Work to complete —
• 1. From the blog post about raising a bi-racial daughter, list every word or phrase that appears inside quotation marks.
• 2. Extend the blog post about raising a bi-racial daughter beyond its final paragraph, keeping the same voice.

Document section —
□ □ □ □ □ □ □

Stuff I learned from raising a bi-racial daughter

kactus's picture
words by kactus posted February 17, 2006 - 9:37pm

The first thing I learned (am learning) is that I really had a lot of stupid white liberal expectations. Boy was I dumb.

I thought that by giving my daughter an African name and raising her in a mostly-black neighborhood that the delicate racial issues would be pretty much ingrained in her. I thought she'd have a jump because what little white girl is called Ashanti? (Can I mention that I named her that before that singer what's-her-name ever came around?) I wanted to give her a sense of her black-ness but I completely bypassed her African-American-ness and concentrated on her African-ness.

I can say that I shunned giving her a "white" name and I shunned giving her a "black" name too. I've gotten very angry at people mis-pronouncing her name as "Ashant-ay" (usually my white siblings). I get angry at my sibs for mis-pronouncing her name because I feel that they're deliberately ghetto-fying her name, her beautiful African name. And then I have to examine what the fuck is wrong with me that I don't want her name ghetto-fied, as if that's such a bad thing. Hell, I basically live in the ghetto (according to my friends in the burbs) although I'll always be quick to say I don't live in the ghetto, I live in the hood. Oh boy. White nonsense going on here big-time.

□ □ □ □ □ □ □

Provided information —
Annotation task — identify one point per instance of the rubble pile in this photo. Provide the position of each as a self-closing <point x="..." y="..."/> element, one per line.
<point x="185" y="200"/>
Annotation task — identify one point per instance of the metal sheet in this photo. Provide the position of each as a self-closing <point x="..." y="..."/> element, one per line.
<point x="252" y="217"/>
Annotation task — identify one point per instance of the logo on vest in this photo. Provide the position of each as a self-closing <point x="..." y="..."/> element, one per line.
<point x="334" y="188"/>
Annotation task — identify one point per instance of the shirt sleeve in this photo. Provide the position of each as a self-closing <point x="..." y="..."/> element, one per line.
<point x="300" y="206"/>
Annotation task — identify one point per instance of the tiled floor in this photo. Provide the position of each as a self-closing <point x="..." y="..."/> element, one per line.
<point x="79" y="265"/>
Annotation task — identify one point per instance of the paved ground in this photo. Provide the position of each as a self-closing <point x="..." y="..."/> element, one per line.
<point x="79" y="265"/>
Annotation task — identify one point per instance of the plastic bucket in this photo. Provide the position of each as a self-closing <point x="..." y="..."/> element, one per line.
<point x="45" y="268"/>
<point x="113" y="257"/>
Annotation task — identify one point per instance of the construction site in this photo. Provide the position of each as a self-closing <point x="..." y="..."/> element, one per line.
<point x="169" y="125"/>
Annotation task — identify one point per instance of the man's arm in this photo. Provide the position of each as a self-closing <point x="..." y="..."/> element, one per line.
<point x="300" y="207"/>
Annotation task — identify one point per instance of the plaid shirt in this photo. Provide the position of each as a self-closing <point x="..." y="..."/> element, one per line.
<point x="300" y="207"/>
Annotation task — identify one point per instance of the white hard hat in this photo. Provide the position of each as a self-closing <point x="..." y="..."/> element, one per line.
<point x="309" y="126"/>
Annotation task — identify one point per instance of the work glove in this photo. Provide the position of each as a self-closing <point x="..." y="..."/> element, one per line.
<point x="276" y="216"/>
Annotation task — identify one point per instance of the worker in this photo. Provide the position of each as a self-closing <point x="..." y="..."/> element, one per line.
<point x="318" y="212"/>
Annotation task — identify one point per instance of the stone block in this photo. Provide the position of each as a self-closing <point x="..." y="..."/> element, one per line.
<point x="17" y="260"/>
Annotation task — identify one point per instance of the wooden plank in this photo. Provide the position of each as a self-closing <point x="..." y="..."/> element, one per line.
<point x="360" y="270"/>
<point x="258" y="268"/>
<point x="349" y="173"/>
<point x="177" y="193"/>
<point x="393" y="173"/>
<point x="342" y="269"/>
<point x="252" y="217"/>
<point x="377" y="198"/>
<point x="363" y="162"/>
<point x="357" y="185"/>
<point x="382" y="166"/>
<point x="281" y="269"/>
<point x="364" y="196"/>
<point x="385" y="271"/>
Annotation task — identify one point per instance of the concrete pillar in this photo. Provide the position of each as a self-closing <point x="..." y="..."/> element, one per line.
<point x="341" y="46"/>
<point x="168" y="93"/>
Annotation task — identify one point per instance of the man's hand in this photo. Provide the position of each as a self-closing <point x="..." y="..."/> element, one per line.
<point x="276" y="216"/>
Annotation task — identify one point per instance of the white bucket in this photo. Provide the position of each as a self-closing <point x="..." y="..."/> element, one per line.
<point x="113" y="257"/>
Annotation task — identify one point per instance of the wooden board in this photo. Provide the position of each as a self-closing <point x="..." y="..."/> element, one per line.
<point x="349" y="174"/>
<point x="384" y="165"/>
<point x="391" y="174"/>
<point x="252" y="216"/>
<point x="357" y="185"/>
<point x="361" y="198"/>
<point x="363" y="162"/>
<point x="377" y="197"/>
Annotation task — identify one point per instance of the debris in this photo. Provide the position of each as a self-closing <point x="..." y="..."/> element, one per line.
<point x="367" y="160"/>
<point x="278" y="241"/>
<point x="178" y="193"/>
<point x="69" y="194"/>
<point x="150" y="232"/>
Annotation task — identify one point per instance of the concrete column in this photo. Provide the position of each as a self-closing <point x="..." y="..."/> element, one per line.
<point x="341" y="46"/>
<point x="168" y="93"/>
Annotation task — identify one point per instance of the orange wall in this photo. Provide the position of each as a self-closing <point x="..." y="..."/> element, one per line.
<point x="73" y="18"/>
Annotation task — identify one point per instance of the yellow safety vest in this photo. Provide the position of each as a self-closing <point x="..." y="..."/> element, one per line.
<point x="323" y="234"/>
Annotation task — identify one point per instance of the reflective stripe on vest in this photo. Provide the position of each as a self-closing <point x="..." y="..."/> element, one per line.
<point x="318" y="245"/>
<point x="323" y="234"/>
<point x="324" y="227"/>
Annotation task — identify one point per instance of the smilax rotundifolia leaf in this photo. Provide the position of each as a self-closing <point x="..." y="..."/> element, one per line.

□ □ □ □ □ □ □

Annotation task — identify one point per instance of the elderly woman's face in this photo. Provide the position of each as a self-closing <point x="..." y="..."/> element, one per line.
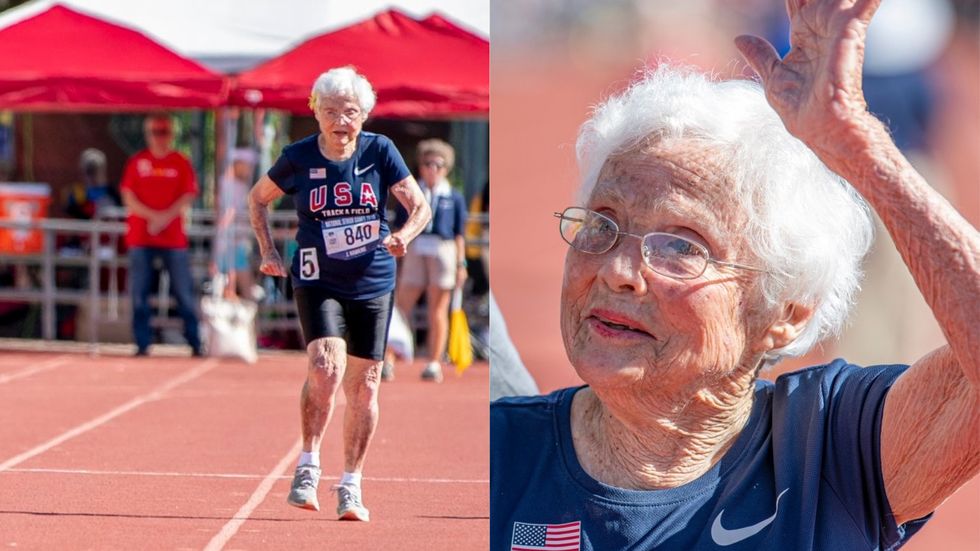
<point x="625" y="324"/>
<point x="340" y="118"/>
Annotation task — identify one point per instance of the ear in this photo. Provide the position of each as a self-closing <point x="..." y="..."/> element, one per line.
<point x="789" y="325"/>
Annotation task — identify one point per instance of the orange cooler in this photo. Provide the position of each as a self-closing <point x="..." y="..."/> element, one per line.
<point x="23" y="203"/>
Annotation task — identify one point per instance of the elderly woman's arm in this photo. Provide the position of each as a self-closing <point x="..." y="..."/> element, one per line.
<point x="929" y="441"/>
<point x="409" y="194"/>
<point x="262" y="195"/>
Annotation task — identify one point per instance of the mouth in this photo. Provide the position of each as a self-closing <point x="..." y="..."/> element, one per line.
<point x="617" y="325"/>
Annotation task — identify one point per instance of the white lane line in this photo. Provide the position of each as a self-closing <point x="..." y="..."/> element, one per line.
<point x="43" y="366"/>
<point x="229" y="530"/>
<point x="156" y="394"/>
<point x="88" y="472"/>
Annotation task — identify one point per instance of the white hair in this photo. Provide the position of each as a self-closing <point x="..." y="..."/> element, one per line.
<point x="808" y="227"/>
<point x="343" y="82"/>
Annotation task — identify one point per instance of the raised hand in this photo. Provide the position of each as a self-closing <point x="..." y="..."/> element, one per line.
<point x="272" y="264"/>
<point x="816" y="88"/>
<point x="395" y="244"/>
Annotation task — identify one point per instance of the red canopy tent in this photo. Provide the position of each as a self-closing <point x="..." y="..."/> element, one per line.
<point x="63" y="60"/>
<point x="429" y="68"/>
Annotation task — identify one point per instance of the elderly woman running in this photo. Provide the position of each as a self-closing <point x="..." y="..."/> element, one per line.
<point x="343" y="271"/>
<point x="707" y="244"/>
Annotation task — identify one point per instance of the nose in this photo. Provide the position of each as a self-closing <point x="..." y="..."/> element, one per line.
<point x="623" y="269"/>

□ □ □ □ □ □ □

Replies —
• 1.
- "white"
- "black"
- "Ashant-ay"

• 2.
I've learned that there's no shame in asking my friends what to do about her hair. Everything I know about taking care of her hair I learned from asking. I learned that moisturizer is very, very important. I also learned that total strangers will call me out on the street if her hair's a mess.

I've learned that just because she's racially mixed doesn't mean that she's not culturally white. All my attempts at racial balance have added up to very little, as long as her primary influence is white, white, white. And just cuz she's half-black doesn't stop the other kids from calling her "white girl." And it's not just a reference to the relative lightness of her skin, either. It's her cultural identity. And there's really not much I can do about it that I'm not already doing.

And the big stuff, the stereotypical stuff that I thought she'd be exposed to (racism from both sides) hasn't really happened like I thought it would. There was one time when the boy next door called her a "white nigger", but she didn't even know what that meant. The white kids at school treat her like one of them. The black kids, too. Who knows what the parents are thinking.

I've learned that I had a lot of liberal ideals that meant pretty much nothing. In fact with both kids I learned that everything you assume you know ahead of time doesn't mean anything when it comes to the day-to-day business of raising a kid who refuses to be anything but a basic human being.

*cross-posted at Super Babymama.



» "Stuff I learned from raising a bi-racial daughter"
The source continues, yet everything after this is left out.